BEGIN Provided material

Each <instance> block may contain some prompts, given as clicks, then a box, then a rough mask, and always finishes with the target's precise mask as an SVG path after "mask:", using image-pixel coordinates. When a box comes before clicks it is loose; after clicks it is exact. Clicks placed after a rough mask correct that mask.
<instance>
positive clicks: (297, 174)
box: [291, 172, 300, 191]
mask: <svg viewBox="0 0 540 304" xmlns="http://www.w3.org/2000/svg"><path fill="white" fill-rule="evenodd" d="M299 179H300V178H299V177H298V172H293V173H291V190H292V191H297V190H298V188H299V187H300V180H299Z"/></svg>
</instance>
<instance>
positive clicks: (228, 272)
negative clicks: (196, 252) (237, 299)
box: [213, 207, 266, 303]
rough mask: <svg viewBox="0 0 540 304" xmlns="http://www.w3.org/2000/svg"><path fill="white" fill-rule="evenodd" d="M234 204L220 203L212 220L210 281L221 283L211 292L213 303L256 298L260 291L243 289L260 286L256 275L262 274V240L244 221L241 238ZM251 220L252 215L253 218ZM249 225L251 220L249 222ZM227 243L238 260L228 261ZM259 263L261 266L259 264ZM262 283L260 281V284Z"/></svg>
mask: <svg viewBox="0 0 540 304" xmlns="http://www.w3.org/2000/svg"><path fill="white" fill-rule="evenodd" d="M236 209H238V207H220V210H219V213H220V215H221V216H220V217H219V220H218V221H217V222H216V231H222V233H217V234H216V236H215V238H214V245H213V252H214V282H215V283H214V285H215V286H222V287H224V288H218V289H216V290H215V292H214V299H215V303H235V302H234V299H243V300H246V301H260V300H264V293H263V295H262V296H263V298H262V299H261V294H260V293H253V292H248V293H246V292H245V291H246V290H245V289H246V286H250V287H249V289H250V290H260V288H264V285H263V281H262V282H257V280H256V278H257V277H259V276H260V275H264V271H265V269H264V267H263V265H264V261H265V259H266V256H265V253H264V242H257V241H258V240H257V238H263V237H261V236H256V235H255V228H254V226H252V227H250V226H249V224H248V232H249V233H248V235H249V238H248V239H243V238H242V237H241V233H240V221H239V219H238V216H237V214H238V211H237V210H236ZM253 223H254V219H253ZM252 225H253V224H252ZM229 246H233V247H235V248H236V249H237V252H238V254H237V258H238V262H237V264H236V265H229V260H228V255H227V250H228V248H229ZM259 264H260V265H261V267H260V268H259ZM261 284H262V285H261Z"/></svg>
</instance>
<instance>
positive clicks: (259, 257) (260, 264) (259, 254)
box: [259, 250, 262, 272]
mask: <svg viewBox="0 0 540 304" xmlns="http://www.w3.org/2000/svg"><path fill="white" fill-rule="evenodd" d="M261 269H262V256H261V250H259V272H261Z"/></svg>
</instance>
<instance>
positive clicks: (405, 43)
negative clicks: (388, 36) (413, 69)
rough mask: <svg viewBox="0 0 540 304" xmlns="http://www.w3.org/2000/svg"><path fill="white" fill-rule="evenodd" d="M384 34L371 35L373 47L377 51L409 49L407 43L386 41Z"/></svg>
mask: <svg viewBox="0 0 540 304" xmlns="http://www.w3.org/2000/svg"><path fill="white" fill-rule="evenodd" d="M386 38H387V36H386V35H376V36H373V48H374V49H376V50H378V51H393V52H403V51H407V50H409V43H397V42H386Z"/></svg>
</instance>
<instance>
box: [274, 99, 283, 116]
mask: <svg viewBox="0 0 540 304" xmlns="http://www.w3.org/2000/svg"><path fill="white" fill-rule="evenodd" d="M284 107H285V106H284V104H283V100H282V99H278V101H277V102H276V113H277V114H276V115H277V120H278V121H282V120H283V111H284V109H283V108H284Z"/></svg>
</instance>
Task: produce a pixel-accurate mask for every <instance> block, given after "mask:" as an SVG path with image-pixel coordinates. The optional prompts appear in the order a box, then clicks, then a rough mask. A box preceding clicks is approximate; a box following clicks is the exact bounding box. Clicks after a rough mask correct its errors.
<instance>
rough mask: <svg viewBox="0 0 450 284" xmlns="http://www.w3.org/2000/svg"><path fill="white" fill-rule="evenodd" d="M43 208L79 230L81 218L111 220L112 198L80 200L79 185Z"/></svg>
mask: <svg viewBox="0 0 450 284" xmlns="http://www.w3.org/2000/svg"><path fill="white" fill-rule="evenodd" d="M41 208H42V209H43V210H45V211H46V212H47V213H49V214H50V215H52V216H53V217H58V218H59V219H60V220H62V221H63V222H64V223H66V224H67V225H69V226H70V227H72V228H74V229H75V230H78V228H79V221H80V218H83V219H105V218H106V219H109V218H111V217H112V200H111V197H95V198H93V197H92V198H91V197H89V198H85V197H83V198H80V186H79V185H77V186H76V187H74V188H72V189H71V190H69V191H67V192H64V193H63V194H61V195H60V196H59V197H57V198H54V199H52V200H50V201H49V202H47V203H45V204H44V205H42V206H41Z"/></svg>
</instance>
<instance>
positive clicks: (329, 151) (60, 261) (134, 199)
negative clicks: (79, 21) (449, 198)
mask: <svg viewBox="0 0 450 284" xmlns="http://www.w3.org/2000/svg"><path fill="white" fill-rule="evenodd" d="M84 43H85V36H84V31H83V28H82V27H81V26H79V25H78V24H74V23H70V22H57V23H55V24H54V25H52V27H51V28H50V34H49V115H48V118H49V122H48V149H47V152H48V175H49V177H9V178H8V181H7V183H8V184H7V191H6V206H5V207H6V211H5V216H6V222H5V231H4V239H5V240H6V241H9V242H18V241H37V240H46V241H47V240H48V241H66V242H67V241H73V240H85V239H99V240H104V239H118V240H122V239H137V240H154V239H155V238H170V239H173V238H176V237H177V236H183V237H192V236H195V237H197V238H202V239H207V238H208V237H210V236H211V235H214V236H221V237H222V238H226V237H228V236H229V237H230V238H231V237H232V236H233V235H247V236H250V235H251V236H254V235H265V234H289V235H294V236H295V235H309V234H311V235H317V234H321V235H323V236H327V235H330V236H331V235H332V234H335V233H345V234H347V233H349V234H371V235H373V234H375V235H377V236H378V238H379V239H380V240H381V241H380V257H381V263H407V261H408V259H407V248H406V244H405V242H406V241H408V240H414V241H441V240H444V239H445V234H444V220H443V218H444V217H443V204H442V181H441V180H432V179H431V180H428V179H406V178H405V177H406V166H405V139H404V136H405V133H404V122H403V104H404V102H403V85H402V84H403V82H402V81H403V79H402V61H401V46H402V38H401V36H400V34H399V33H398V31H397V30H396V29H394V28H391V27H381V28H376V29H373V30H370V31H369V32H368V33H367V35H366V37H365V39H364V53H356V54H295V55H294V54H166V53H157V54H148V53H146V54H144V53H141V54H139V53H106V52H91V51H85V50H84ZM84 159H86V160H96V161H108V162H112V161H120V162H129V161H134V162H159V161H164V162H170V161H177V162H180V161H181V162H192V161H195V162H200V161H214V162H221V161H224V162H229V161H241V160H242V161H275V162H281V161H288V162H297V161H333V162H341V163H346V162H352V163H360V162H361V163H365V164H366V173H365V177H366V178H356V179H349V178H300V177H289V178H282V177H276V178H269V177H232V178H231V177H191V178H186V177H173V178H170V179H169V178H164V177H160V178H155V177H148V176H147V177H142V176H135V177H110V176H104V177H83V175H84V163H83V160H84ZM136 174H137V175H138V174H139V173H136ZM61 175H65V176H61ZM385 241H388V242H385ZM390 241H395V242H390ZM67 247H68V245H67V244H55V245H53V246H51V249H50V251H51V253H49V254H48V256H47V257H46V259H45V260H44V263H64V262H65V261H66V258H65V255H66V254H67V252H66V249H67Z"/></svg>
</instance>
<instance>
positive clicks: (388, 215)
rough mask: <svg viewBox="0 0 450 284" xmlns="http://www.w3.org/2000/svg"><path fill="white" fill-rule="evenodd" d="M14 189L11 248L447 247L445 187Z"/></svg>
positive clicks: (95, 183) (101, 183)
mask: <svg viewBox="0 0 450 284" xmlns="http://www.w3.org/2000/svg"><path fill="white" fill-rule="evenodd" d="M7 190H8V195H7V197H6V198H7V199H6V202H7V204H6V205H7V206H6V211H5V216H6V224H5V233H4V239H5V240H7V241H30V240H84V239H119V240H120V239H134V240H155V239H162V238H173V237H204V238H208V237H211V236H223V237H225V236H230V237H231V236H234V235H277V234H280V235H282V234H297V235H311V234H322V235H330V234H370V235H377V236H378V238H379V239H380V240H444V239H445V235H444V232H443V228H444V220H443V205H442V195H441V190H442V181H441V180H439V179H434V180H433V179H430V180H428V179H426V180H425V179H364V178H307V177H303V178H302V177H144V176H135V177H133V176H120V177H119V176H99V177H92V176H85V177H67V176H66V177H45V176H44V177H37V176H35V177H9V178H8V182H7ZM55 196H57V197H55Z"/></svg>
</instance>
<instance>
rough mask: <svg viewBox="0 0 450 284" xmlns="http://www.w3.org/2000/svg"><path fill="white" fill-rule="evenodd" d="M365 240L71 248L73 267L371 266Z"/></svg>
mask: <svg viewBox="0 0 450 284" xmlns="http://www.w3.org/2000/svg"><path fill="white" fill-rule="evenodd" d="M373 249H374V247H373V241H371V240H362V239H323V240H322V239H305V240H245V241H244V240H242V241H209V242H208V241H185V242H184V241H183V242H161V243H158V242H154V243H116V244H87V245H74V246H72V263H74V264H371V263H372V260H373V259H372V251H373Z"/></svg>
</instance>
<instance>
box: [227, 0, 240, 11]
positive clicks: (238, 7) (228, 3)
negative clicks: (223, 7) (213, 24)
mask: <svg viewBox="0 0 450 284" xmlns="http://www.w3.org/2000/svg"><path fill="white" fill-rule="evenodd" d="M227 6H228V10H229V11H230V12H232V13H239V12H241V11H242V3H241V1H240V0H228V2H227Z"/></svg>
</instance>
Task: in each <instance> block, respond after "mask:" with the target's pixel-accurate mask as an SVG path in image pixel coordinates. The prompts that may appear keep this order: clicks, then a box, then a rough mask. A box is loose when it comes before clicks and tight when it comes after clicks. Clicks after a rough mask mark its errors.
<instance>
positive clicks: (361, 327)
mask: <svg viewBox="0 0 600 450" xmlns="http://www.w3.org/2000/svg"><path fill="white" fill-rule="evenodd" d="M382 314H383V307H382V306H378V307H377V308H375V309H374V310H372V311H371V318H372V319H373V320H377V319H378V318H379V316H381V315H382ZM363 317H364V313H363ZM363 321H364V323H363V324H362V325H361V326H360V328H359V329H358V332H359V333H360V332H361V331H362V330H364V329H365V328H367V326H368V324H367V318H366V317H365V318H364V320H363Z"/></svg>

END Provided material

:: What is needed ::
Pick out every line of the records that contains the string "negative", matching case, and copy each one.

:: Result for this task ::
negative clicks: (196, 252) (237, 299)
negative clicks: (388, 36) (413, 69)
negative clicks: (79, 21) (449, 198)
negative clicks: (223, 7) (213, 24)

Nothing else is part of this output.